On June 21, 1607, the first Protestant Episcopal parish in America was established at Jamestown. From the article:
"Church of England in Virginia
Background
When English men and women of the late sixteenth and early seventeenth centuries began to establish colonies in North America, they, like other Europeans, took their national churches with them to the New World. For English settlers this meant the Church of England, a peculiar form of Protestantism that had emerged out of the English Reformation. This hybrid church blended elements of both Protestantism and Roman Catholicism, retaining an episcopal form of church government (a church governed by bishops) and combining reformed Protestant theology with the Christological cycle of the Roman Catholic liturgical calendar—purged of some of its Marian festivals and celebrations of saints days. (While historians used to claim that the church's theology borrowed heavily from Calvinism, modern scholars have begun to debate whether the church's theology tended more toward Calvinism or Lutheranism.)
Unlike many other Protestant groups, the Church of England developed no particular creed to define its beliefs and was united more by shared forms of worship set down in the Book of Common Prayer than by a common theology. By the time of Virginia's founding in 1607, a number of religious parties coexisted in the Church of England: Anglicans were generally content with the extent of reform in their national church, while Puritans believed that the reformation of the church should continue and remove all vestiges of Roman Catholicism from the Church of England, including the prayer book's set liturgies, the use of the sign of the cross at baptism, the use of vestments, and kneeling to receive communion.

Exercise details –
Please condense the paragraph beginning "Unlike many other Protestant groups" in the Church of England article into a short bulleted list that keeps its main facts.

(Dataset records on object locations)

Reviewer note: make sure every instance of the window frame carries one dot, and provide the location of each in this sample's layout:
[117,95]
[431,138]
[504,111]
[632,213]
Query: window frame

Response –
- Unlike many other Protestant groups, the Church of England had no particular creed defining its beliefs.
- It was united more by shared forms of worship in the Book of Common Prayer than by a common theology.
- By Virginia's founding in 1607, several religious parties coexisted within it.
- Anglicans were generally content with how far the church had been reformed.
- Puritans wanted reform to continue until every remnant of Roman Catholicism was gone. This included the prayer book's set liturgies, the sign of the cross at baptism, vestments, and kneeling to receive communion.